In his classes at UCLA, Bartchy will often take the Religion section of the Los Angeles Times and hold it up for the class to look at. As he reads aloud the advertisements for slicker worship services, dynamic youth ministries, and other goods and services offered, he points out that the early church would never have participated in anything like this. They were too busy caring for the poor and loving their neighbors and living out the Gospel to put energy and money into attracting newcomers. Most students are stunned. Some of them wonder silently about how we got so far away from what Jesus originally intended.

Bartchy contends that Constantine’s apparent conversion to Christianity in the fourth century, and his subsequent liberation of the Church from persecution was less a blessing and more a curse in disguise. Bartchy contends that Constantine’s brand of faith became polluted by his misunderstanding of who God really was. “How much more can you begin to add in before your idea of God has become imprinted on the historical Jesus? Did things get distorted with Origen? I don’t know yet, exactly what that tipping point was,” he says, “But what I do know is that the title of this book I might write one day is ‘The Betrayal Of Jesus At Nicea’ because I think the irony is that, at the point where Jesus is said to be ‘God of God and Light of Light’, at least from the point of view of Constantine himself, the God they were talking about was no longer the God that Jesus had been talking about.”

According to Bartchy, the major shift in the Christian faith of today and that of the early church took place under the rule of the newly converted dictator, Constantine. “We’re still trying to get out from under the cloud that he put over the Church,” he says. “Basically, Constantine decides in the fourth century that he’s going to become the sugar daddy of the Christian faith because there have been four waves of attempts to get rid of the Christians up to his reign, which involved fierce persecutions. So, if you and I were alive at that time we would have all known somebody who had been under persecution by the Empire. Constantine shows up and says he’s going to stop all of this and, of course, we have to wonder how else he could have done this without God’s Spirit being at work on his heart? Be careful, though. I would caution you not to believe him until he puts his sword away. Personally, I don’t think Constantine ever got it,” says Bartchy. “I don’t think he ever really understood Jesus.”

To Bartchy, one of the most fundamental ironies in the history of culture occurred at the Council of Nicea. “This was the first time the leaders of the Christian movement are called together for this big ecumenical meeting. They’ve been doing fine for hundreds of years without having any such meeting, but Constantine wants to know who wears the white hats and who wears the black hats.

So, Constantine calls all of these people together and he makes the first speech, stating namely that Jesus is the very same essence and substance of the Father. Nobody had ever talked that way before, but he wants an ideology, he wants unity, he wants to tie the Empire together, which has been divided. He makes sure that Christians are the glue that hold it all together and he wants what they think about God to be united.”
---
WORK TO COMPLETE |
Copy the passage on Bartchy and Constantine from "In his classes" up to and including "Jesus originally intended.", word for word.

DATASET EXCERPT |
---
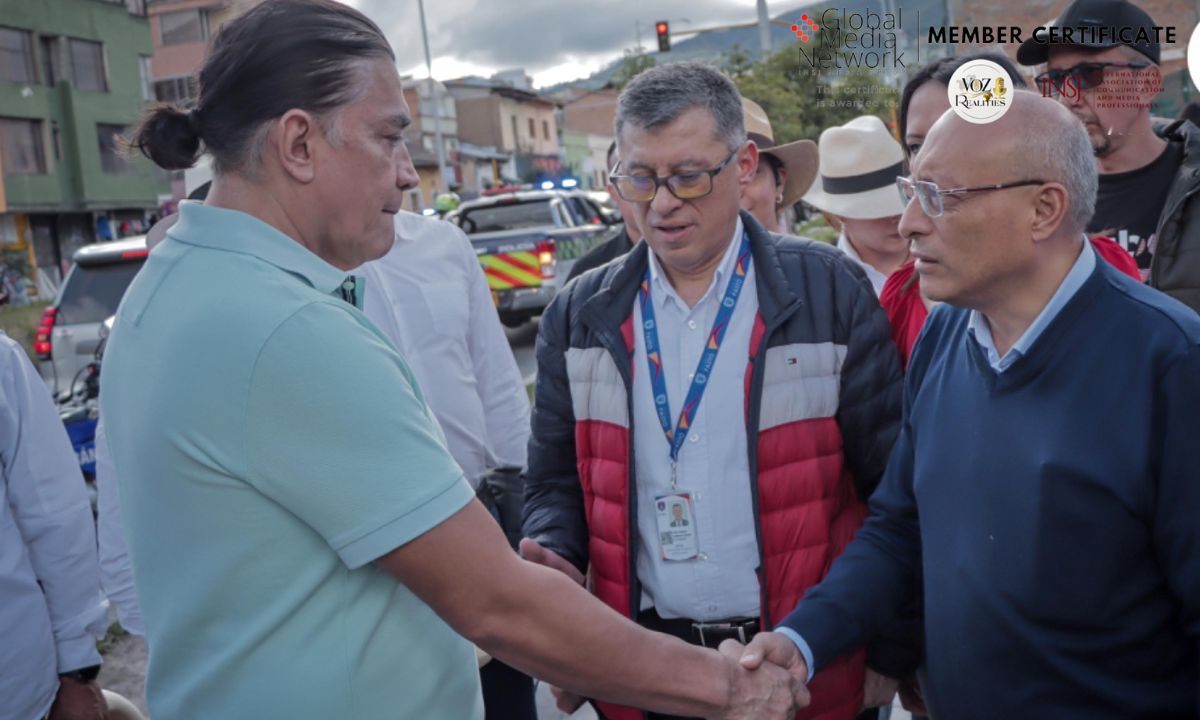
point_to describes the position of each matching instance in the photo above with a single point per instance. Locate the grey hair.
---
FINAL RESULT |
In his classes at UCLA, Bartchy will often take the Religion section of the Los Angeles Times and hold it up for the class to look at. As he reads aloud the advertisements for slicker worship services, dynamic youth ministries, and other goods and services offered, he points out that the early church would never have participated in anything like this. They were too busy caring for the poor and loving their neighbors and living out the Gospel to put energy and money into attracting newcomers. Most students are stunned. Some of them wonder silently about how we got so far away from what Jesus originally intended.